** begin Excerpt provided **

SC also makes a true industrial cabinet saw and offers 3hp and 5hp versions that are more robustly built than the hybrids, including the 3hp hybrid. They have dual and triple belt drives, huge arbor carriages, and massive trunnion components, in addition to the bigger motors. They're a little overkill for hobby work, but that type of saw is probably closer to the PM you've used than the hybrids, and often aren't too much more expensive. I'm not sure where the 35905 falls in the SC lineup but is something I'd definitely check into before buying. A riving knife is a nice feature, but is basically a more elegant version of the motor traditional splitter...it's major safety advantage is that you'll actually use it because it's not in the way most of the time. Some extra horsepower is never a bad thing, and I think the granite top is a neat idea, but I'm not sure that those features are worth an extra $500 to me, unless it also gave me the added mass and construction advantages of an industrial type cabinet saw...guess that's an executive decision you'll have to make. 

Jet, Steel City, Shop Fox, General International, and Grizzly are all cabinet saws that I'd consider depending on the deal I could swing. I believe you coud probably get a Shop Fox cabinet saw from Utter Guys within budget, but it's only fair to warn you that SF is associated with Grizzly and is the same basic saw as the Grizzly 1023, however it's available through dealers and has a longer warranty. 

In case you're curious, here's a look the trunnions of a couple of industrial type cab saws:


----------



## KevinK (Sep 18, 2008)

** end Excerpt provided **
** begin Given information **

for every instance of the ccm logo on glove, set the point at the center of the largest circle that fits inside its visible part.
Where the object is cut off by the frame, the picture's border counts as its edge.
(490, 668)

** end Given information **

Work to complete:
A. Would you update the passage of the table saw thread between "Jet, Steel City, Shop" and "a longer warranty.", inclusive, so that "warranty" becomes "guarantee"?
B. Can you carry the table saw forum thread on from its final line?

Results in order:
A.
Jet, Steel City, Shop Fox, General International, and Grizzly are all cabinet saws that I'd consider depending on the deal I could swing. I believe you coud probably get a Shop Fox cabinet saw from Utter Guys within budget, but it's only fair to warn you that SF is associated with Grizzly and is the same basic saw as the Grizzly 1023, however it's available through dealers and has a longer guarantee.

B.
Hi Tom

Very few saws will equal a powermatic, hybrid's are reasonable saws, but like others have stated a cabinet saw is a much better saw. General in Canada also makes reasonable saws, and the Canadian made cabinet saw is as good the Powermatic, in my opinion. The other think to consider is left or right tilt. I would get a saw that can be wired at 110 or 220 it makes a lot of difference in power. Also a good quality fence is a definite, but a major cost.

You may also want to try the used sites such as craigslist or usedvictoria, you would be amazed at some of the deals you can get.

Well good luck, there are a lot of choices and options to consider today.

Kevin


----------



## Ashman (Nov 13, 2008)

Take a look at the Ridgid R4511 on the Home Depot site. If you don't mind a granite top I believe its the same as the Steel City set up. It looks like the Jet and the Sears 22114 and it has cabinet mounted trunions and comes with a mobile base. It is priced at $599 but it is new and I understand it will be in the stores after Christmas.


----------



## tsteahr (Dec 7, 2008)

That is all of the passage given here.